TASK ITEM | Continue the Red Sox spring-training game report below by writing the next part after its final sentence.

EXCERPTED PASSAGE |
※

Chris Sale threw five shutout innings and Pablo Sandoval continued his torrid spring with two more hits as the Red Sox routed the Twins, 7-2, Sunday at the Twins' Hammond Stadium in Fort Myers.
Sale allowed six hits, with one walk and six strikeouts, in his 91-pitch outing. Manager John Farrell had told reporters before the game that Sale was scheduled to throw between 95 and 100 pitches. He has 26 strikeouts and 2 walks in 21 spring-training innings.
Sandoval lifted his exhibition average to .370 with a 2-for-3 performance, which included a double.
The Red Sox also got home runs from Christian Vazquez, Andrew Benintendi and Steve Selsky as they rallied from a 1-0 deficit with three runs in the seventh inning and four in the eighth.
Pablo Sandoval hit his fourth home run of the spring and Rusney Castillo had three hits to lead a Red Sox split squad to a 7-5 victory over the Tampa Bay Rays on Saturday in Port Charlotte, Fla.

※

(Dataset entries)

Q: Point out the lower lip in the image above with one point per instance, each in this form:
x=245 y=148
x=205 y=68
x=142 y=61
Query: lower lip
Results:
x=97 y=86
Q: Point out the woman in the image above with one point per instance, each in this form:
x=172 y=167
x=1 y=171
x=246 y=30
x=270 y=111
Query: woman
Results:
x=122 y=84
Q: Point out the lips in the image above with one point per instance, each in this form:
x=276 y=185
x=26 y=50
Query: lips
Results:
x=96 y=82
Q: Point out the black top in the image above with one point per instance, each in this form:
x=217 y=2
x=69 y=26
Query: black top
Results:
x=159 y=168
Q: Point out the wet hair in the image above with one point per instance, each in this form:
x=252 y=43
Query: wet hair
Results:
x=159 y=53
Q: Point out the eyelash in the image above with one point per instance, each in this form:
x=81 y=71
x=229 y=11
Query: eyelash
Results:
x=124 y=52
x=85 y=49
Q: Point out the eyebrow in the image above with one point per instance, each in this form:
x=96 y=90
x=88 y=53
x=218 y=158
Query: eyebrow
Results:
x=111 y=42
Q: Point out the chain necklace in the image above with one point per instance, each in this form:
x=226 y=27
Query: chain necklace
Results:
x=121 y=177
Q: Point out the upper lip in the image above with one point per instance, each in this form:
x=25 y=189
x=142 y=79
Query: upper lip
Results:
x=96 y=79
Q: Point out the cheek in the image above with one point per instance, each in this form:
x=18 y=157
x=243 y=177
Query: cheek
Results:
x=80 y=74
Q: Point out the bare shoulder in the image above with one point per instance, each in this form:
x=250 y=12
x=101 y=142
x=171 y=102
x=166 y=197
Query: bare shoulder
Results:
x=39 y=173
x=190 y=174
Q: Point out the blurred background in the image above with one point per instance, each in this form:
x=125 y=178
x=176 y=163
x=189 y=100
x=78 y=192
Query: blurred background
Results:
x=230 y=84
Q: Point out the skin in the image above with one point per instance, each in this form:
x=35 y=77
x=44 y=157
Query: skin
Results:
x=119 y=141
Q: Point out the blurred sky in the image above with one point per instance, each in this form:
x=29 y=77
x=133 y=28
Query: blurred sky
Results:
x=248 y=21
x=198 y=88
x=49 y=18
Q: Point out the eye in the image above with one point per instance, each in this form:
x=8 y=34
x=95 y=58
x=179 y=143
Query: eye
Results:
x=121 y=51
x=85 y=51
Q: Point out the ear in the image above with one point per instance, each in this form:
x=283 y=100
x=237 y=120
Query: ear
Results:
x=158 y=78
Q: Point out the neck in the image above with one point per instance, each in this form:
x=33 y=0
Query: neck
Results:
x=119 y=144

※

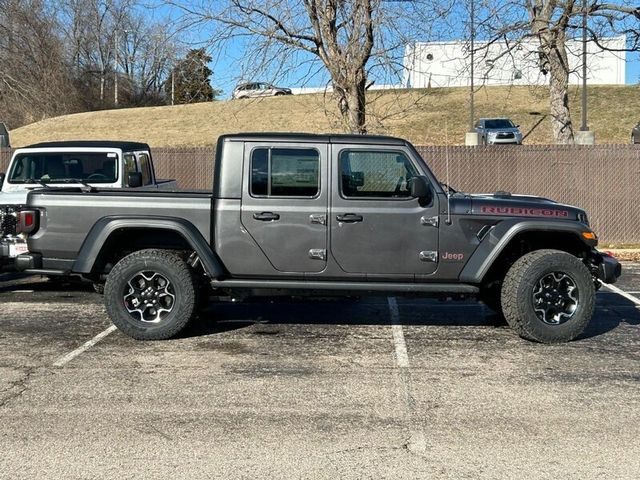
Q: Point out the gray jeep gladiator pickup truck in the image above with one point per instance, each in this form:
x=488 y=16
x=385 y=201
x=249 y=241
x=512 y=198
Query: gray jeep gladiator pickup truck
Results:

※

ANSWER SECTION |
Sandoval, who has won back his third base job after missing nearly all of last season following surgery on his left shoulder, connected for a three-run shot, batting right-handed, against Rays starter Ian Snell in the fifth inning. The switch-hitting Sandoval had abandoned hitting right-handed in 2015, his last full season with the Red Sox.
He's hitting .353 this spring with a 1.051 OPS and 19 RBI.
Castillo, the Cuban outfielder signed to a seven-year, $72 million deal late in 2014 but again likely headed for Triple-A Pawtucket, went 3-for-4 and is hitting .368 this spring. Catcher Blake Swihart, also probably Pawtucket-bound, had two hits and is hitting .325.